START Material for the task

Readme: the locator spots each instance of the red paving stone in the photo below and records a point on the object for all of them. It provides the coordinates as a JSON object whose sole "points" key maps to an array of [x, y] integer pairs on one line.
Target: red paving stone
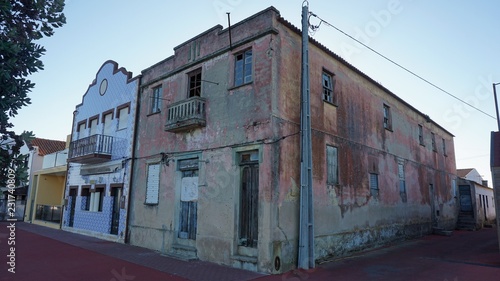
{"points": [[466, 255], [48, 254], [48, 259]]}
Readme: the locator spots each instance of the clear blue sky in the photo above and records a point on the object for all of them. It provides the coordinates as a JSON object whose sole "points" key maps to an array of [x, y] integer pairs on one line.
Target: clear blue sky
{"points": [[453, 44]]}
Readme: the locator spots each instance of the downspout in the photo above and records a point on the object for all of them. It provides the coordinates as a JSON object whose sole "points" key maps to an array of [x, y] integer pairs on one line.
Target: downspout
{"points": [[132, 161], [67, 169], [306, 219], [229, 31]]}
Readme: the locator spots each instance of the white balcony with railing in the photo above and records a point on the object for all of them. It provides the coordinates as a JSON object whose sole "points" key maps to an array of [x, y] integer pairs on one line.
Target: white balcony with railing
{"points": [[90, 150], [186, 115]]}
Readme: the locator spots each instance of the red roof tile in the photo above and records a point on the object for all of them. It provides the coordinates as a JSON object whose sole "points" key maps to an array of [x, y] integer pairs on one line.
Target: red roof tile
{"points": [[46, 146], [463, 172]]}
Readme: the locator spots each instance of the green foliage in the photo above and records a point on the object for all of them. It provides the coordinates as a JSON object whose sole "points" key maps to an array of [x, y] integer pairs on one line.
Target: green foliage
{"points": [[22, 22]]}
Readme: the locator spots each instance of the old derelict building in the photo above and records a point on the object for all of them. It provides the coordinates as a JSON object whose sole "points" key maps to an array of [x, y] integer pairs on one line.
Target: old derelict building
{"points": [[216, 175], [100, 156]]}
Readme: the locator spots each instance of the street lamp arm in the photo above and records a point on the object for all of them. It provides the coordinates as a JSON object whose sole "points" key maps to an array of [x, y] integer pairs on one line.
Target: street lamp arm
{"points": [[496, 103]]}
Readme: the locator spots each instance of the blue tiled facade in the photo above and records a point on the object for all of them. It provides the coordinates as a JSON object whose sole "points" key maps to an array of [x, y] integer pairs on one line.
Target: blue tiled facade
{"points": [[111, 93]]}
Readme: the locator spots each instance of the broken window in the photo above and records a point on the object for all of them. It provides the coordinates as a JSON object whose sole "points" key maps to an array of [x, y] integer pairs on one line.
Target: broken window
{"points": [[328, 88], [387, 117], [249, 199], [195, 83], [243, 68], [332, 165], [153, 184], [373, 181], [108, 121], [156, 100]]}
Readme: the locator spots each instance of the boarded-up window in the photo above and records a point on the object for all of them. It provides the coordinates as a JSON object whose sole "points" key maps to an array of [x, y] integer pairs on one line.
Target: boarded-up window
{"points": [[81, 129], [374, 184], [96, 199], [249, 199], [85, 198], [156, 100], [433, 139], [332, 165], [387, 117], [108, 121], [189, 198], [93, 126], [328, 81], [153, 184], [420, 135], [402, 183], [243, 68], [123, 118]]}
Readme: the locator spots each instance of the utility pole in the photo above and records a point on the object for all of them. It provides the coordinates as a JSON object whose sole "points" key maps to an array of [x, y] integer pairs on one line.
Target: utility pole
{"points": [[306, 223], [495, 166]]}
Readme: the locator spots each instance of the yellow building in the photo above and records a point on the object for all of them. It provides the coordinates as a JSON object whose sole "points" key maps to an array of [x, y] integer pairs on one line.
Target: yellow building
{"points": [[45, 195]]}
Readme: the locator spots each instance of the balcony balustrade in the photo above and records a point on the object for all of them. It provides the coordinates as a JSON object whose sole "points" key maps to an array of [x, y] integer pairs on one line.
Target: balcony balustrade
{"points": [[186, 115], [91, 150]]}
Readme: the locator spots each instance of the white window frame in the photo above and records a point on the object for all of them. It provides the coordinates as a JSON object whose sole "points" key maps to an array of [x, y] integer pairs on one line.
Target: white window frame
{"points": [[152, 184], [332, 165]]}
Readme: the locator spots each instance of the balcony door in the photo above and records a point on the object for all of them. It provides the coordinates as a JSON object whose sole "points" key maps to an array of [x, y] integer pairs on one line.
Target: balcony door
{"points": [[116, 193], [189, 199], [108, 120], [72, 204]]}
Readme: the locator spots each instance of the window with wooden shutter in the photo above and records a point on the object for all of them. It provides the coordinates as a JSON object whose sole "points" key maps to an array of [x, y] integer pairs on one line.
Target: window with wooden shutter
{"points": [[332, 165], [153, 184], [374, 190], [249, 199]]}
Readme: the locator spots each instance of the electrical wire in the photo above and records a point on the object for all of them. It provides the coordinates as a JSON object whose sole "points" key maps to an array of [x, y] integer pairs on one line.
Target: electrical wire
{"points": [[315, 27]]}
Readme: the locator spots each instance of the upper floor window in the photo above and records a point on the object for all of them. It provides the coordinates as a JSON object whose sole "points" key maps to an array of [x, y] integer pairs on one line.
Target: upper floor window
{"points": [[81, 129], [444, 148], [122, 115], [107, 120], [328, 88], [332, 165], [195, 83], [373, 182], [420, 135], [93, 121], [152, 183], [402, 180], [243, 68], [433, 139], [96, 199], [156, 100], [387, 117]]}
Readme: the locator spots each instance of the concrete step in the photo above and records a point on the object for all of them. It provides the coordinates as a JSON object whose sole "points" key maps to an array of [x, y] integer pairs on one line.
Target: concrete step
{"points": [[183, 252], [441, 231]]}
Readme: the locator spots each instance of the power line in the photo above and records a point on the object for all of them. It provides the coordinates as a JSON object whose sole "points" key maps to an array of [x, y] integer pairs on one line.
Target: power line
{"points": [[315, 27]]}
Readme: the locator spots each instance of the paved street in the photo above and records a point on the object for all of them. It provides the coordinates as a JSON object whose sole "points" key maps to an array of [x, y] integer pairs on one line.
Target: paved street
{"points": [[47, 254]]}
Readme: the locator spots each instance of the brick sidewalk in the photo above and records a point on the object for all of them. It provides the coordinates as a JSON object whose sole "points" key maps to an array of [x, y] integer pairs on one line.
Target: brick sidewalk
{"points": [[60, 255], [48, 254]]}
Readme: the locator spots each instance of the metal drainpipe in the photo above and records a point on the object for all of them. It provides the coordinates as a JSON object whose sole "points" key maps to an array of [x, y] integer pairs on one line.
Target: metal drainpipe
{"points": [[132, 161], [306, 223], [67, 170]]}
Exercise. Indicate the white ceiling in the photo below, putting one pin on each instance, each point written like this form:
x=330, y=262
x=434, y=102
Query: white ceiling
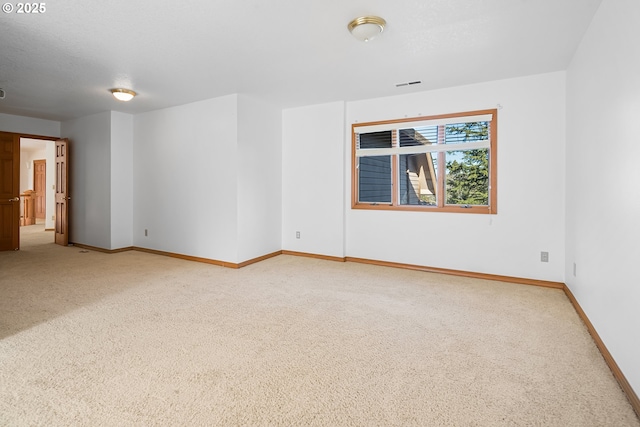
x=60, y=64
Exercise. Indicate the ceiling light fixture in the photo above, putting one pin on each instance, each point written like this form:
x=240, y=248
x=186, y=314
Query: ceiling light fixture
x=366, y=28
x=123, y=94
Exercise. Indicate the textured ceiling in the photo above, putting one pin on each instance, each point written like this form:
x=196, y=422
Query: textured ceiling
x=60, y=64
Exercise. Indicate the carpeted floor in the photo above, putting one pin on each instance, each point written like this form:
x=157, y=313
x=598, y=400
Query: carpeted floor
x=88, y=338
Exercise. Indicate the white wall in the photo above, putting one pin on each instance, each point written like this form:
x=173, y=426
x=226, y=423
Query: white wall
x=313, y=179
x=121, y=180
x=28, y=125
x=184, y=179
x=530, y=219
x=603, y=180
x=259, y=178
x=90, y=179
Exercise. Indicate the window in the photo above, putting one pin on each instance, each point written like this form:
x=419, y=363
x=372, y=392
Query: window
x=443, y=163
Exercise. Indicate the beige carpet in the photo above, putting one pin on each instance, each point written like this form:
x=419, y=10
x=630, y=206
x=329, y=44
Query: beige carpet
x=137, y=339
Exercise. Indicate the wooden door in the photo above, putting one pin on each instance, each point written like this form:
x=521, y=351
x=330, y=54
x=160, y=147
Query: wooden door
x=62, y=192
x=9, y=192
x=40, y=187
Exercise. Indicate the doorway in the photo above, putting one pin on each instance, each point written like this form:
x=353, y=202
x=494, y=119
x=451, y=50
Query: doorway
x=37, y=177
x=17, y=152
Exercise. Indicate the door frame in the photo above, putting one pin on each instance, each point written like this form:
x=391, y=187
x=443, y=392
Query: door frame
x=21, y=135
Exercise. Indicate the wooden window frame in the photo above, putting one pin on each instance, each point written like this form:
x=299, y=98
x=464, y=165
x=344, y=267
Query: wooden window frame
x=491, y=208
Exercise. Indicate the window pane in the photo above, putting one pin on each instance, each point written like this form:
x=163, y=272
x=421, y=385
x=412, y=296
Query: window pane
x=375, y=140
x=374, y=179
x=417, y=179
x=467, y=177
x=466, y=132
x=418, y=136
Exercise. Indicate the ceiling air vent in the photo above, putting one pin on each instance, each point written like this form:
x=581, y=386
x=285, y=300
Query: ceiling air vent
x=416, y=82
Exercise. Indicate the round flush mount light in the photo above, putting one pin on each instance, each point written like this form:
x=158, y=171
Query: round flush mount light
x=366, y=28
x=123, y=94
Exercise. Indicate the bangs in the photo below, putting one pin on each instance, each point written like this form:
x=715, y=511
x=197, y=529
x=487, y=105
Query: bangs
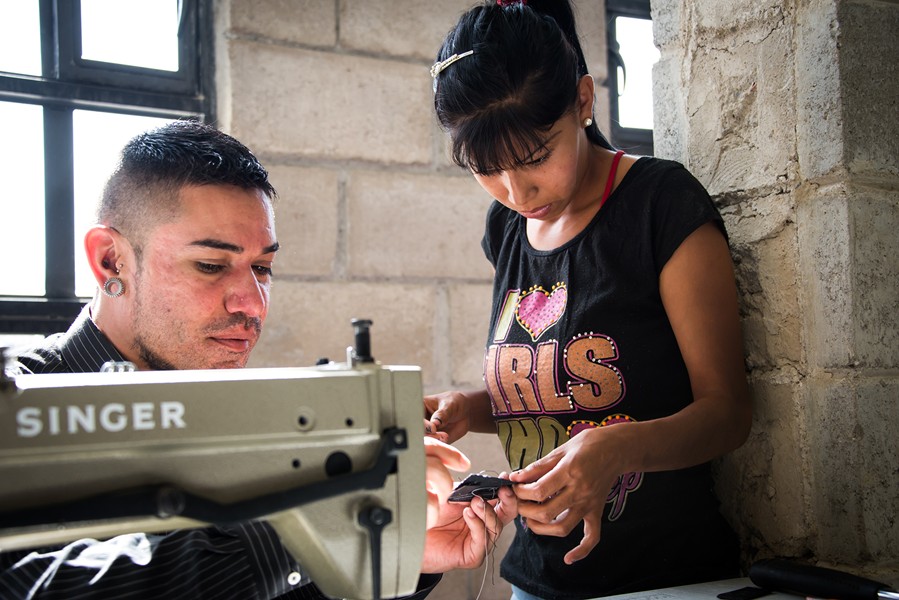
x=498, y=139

END Material for the task

Problem to work on: Look over the data above and show each line that contains "below".

Solution to this exercise:
Readme: the locator spots each instance of the red paving stone in the photo below and records a point on the object for all of them. It provides the coordinates as a JSON object whose sole "points" key maps to an array of [x, y] integer pairs on one line.
Exercise. Indicate the white ceiling in the photo below, putting one pin on each instance, each point written like this form:
Exercise. Indicate the bangs in the photo below, putting one pin on each instance, each point written like this form:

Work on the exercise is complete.